* **Text**:
But I have no illusion that any decision by this Court can keep power in the hands of Congress if it is not wise and timely in meeting its problems. A crisis that challenges the President equally, or perhaps primarily, challenges Congress. If not good law, there was worldly wisdom in the maxim attributed to Napoleon that “The tools belong to the man who can use them.” We may say that power to legislate for emergencies belongs in the hands of Congress, but only Congress itself can prevent power from slipping through its fingers.

I have a new article up at the Prospect on this general theme. While I agree with Paul and Bruce Ackerman that it’s hard to square the current presidential dominance over military and security policy with the constitutional framework established by the framework, on some level the argument becomes like debating the fine points of constitutional grand theory: presidential dominance is the de facto constitutional order. I draw the line at suggestions that the president can just ignore congressional statutes, but if accepted practice means anything (and I’m not going to selectively pretend to be an originalist) the president’s ability to initiate military force with congressional delegation or acquiescence is part of our constitutional order, and certainly Obama isn’t breaking any new ground. The only thing that can change things is for Congress to assert the formal powers it still possesses, but there’s little reason to believe it will do so.

* **Excerpts of pointing data**:
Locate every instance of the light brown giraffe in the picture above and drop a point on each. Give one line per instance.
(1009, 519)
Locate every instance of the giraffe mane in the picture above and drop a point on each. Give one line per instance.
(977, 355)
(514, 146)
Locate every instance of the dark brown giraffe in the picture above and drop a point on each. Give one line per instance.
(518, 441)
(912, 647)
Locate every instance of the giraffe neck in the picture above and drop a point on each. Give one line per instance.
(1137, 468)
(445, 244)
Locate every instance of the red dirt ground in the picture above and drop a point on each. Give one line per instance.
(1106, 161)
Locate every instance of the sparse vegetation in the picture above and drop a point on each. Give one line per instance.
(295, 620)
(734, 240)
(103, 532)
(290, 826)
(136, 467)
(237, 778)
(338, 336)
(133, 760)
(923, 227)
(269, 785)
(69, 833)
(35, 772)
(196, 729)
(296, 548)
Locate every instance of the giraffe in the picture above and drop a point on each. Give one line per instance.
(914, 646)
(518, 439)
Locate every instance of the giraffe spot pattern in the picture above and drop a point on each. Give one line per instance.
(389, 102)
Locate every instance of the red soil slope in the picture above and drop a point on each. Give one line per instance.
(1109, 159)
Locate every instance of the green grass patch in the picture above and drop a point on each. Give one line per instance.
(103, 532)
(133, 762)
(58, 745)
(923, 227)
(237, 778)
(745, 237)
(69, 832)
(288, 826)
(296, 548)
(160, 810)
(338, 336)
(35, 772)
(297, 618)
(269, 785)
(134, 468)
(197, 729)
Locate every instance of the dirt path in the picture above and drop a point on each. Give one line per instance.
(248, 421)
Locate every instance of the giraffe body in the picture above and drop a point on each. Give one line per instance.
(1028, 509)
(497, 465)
==
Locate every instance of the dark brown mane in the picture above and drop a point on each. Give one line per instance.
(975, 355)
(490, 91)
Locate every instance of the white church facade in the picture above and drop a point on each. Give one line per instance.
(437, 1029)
* * *
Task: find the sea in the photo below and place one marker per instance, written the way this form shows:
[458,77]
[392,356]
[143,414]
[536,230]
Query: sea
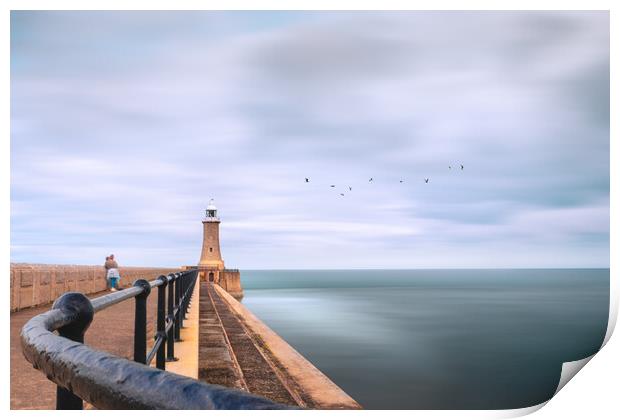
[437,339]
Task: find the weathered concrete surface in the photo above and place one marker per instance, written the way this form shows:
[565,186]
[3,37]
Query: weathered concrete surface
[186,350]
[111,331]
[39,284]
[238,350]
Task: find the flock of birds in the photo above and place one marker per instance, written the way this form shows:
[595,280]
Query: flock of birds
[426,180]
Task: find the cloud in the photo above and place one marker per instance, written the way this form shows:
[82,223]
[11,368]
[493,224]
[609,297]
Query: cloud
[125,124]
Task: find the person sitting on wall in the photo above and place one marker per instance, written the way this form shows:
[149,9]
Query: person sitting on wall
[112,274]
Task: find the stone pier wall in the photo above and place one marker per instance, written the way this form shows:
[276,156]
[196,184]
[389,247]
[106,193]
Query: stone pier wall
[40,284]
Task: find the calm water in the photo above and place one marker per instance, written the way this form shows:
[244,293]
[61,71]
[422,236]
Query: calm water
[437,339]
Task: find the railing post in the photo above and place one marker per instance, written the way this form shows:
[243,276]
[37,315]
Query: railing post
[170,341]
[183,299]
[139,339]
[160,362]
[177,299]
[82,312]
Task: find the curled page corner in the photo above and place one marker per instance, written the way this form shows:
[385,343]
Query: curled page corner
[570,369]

* **To do**:
1) Please list every person the passage on presidential war powers mentions by name.
2) Write the next part of the passage on presidential war powers, picking up after its final sentence.

* **Answers to the exercises**:
1) Napoleon, Paul, Bruce Ackerman, Obama

2)
Whether the current balance of power is constitutional a different question from whether it’s desirable, and on the latter question I remain highly dubious:

But it’s also true that recent American foreign-policy blunders would suggest it’s not entirely desirable for the president to have so much power. As Stephen Holmes argued at length in his brilliant 2006 book, The Matador’s Cape, an executive branch unconstrained in its military power is dangerous. “It turns out,” Holmes says, “that an executive branch that never has to give reasons for its actions soon stops having plausible reasons for its actions.” The Vietnam and second Iraq wars, in particular, suggest that there was real wisdom in the power-sharing over military policy Madison envisioned. Both wars provide classic examples of the pathologies one would expect from unilateral executive power: wars fought under largely false pretenses, with increasingly blurry aims and essentially no cost-benefit analysis. And the theories of unilateral executive power advanced by John Yoo and others in the executive branch under George W. Bush also led to arbitrary torture and other appalling civil-liberties abuses.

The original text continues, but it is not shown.